I was always interested in technology and machines, but growing up I also thought about becoming a veterinarian. I actually had an uncle who was a veterinarian, so I shadowed him when I was a teenager in Ireland.
Then my interests really coalesced. I was heavily involved in robotics competitions in my formative years and then later on in high school in Canada, I watched a TED talk by Professor Bob Full who works in integrative biology at University of California, Berkeley. Professor Full does a lot of biomechanics research into how the ablest of animals are able to move around in incredible ways in the natural world.
I ended up calling him during my undergraduate studies in mechanical engineering. He said that he appreciated my enthusiasm, but that if I wanted to do this kind of work on the engineering side I should be contacting his collaborators, the engineering professors. I misspelled every name he told me over the phone, but the first name was Daniel Koditschek, who ended up being my PhD advisor at the University of Pennsylvania. My work there, starting in 2012, was in understanding how animals achieve their amazing mobility, and then trying to synthesize those principles into robotics.
These robots were very good at going over rough terrain, but they weren’t really very responsive in terms of interacting with the environment. So myself and Avik saw room for improvement and ended up building our own infrastructure with four legs that were maximally reactive to the environment. We actually built three robots, using these infrastructures and principles, and our four-legged Minitaur robot was the easiest to control.

### Records shown
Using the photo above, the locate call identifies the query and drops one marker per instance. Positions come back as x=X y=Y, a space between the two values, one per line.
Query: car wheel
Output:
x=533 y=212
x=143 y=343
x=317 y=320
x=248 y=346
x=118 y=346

### Work instructions
1. Return the part of the robotics career story starting at "I ended up calling" and ending at "principles into robotics.".
2. Write the next part of the robotics career story, picking up after its final sentence.
The entries are separate material and are not part of the robotics career story.

### Responses
1.
I ended up calling him during my undergraduate studies in mechanical engineering. He said that he appreciated my enthusiasm, but that if I wanted to do this kind of work on the engineering side I should be contacting his collaborators, the engineering professors. I misspelled every name he told me over the phone, but the first name was Daniel Koditschek, who ended up being my PhD advisor at the University of Pennsylvania. My work there, starting in 2012, was in understanding how animals achieve their amazing mobility, and then trying to synthesize those principles into robotics.

2.
Originally, it was really just about research. There were no customers in mind, and we were actually selling the robots to other researchers. We had seen what other companies were doing, in terms of trying to make legged robots useful in real world settings, and robotics was obviously hugely successful in very controlled environments already.
In a factory setting you have robot arms building cars, welding or painting, but it’s such a controlled environment. If there’s any unexpected contact between a robot arm and something else, it might cause the whole plant to shut down and a full investigation to take place. In the real world, every time the leg of a robot touches the ground, that’s technically an unexpected collision. You need a robot to be able to deal with that, and have the system be robust.
After a couple of months, our CEO, Jiren Parikh found us in 2015 and together we strategized for quite a while. We didn’t have any money; we were just bootstrapping, based on the sales of the Minitaur robots and credit cards.
But we wanted to build a four-legged robot that was sealed, fully ruggedized and field repairable, with good endurance and battery life. And, we wanted it to have the capability to carry around payloads in a real world setting.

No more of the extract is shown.